§ PASSAGE:
# Rod Tips?



## outfishin28 (Jul 15, 2005)

How do I know what size tip I need to order for my rod? Is there a measurement scale, I also have calipers to use, still not sure though? And what are some of the toughest smoothest tips out there? I am pretty rough on a rod.


----------



## narfpoit (Jun 16, 2004)

The tube is measured in 64ths of an inch and the ring is in mm. A number 10 tube size is 10/64ths of an inch. So just measure the tip of your rod and calculate what size it would be if it looks like it will be real close then you may need to step up one size. The tip should be able to slip on and have room for glue to keep it on there. As far as strong hard tips they dont get much better than Fuji Sic.


----------



## Mark G (Nov 15, 2004)

Narfpoit covered it pretty well. Fuji makes a little plastic tip sizer that can be had at mudhole and other supply shops, for pretty cheap.


----------



## WALT D. (Dec 18, 2003)

Can't go wrong with Fuji Sic rod tips. The best bang for the buck IMO.

Walt


----------



## basstardo (Jun 5, 2006)

§ STATED EXERCISE A: Do these statements agree with the rod tips thread? Answer yes or no for each, and quote the words from the thread that decide it. (i) Tube size for a rod tip is measured in 64ths of an inch. (ii) The ring size of a tip is given in inches. (iii) The Fuji plastic tip sizer is expensive.
§ STATED EXERCISE B: Supply what comes next in the rod tips thread, picking up where it stops.
The data have no part in this.

§ EXTRACTED RECORDS:
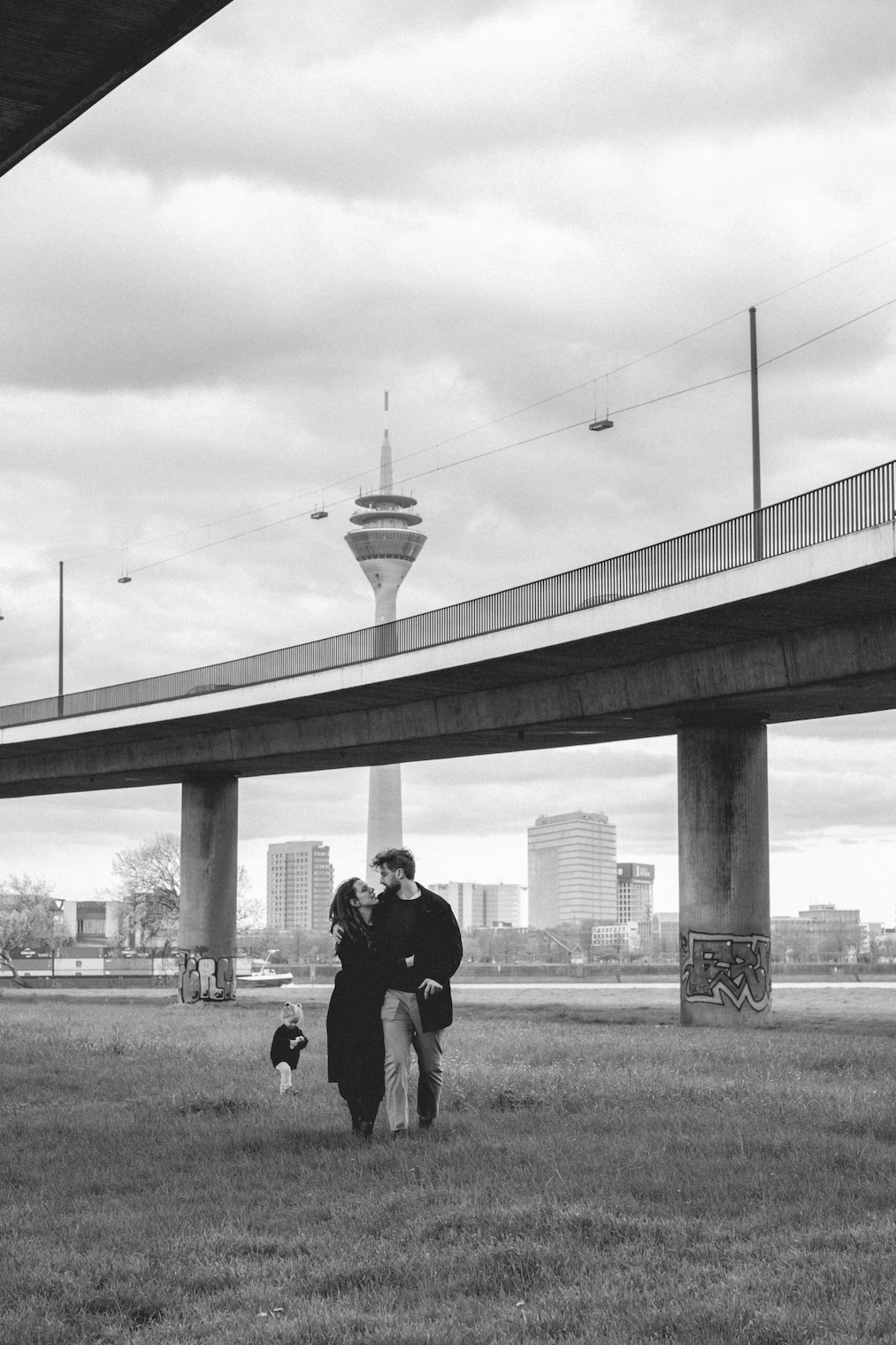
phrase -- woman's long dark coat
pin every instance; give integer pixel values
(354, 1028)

---

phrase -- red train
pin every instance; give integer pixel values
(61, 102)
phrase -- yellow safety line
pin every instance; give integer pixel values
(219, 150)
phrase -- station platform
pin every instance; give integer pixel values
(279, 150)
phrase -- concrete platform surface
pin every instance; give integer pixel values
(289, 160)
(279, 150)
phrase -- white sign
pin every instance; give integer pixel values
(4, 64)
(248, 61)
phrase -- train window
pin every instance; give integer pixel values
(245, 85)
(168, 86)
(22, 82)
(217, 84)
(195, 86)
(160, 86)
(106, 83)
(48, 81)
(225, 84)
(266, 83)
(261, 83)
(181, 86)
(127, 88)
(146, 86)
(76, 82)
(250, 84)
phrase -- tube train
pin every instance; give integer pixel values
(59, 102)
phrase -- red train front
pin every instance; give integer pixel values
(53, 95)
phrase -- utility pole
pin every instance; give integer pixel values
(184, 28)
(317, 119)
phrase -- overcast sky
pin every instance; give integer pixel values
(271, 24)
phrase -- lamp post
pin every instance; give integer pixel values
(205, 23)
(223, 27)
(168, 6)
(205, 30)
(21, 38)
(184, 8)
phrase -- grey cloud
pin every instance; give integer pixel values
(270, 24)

§ RESPONSE A:
(i) Yes: "The tube is measured in 64ths of an inch"
(ii) No: "the ring is in mm"
(iii) No: "can be had at mudhole and other supply shops, for pretty cheap"

§ RESPONSE B:
One thing I've noticed is the ring is in mm, but not necessarily the same part of the ring. Some manufacturers seem to have the outside diameter as the ring size, or the inside diameter, or the dead cecnter between the two as the ring size in mm. It can be a bit confusing. I pretty much use only Fuji guides at this point, with the exception of some Batson guides here and there, but the Fuji guides are pretty standard from one type to the next. At least it seems that way so far.


----------



## WALT D. (Dec 18, 2003)

basstardo,

You're right, it's enough to drive you crazy, especially with guides, sometimes 27 is 25 sometimes it's 30 and so on; It seems like the larger the guide the more it's in question, I guess it depends on the MFGR. A lot of times when I'm ordering guides for a repair and it's not Fuji I order the 2 sizes that are closest to what I measure but I generally try to use Fuji as much as possible.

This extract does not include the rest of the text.